GOAL OF THE EXERCISE -> Reproduce the following lines word for word, leaving out the pictures.

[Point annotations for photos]
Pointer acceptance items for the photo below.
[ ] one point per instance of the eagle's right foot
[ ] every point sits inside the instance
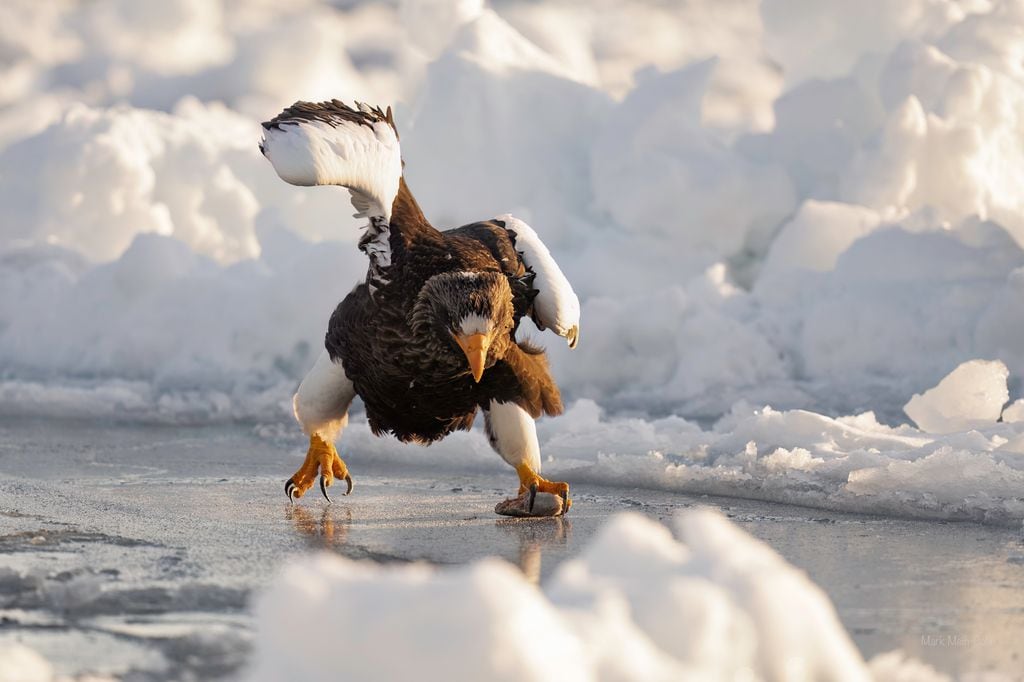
(530, 483)
(322, 458)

EXERCISE OUTPUT ->
Pointer acceptance items for the photo below.
[ ] one point per instance of the eagle's right foot
[ ] every point sits inside the instance
(530, 483)
(322, 458)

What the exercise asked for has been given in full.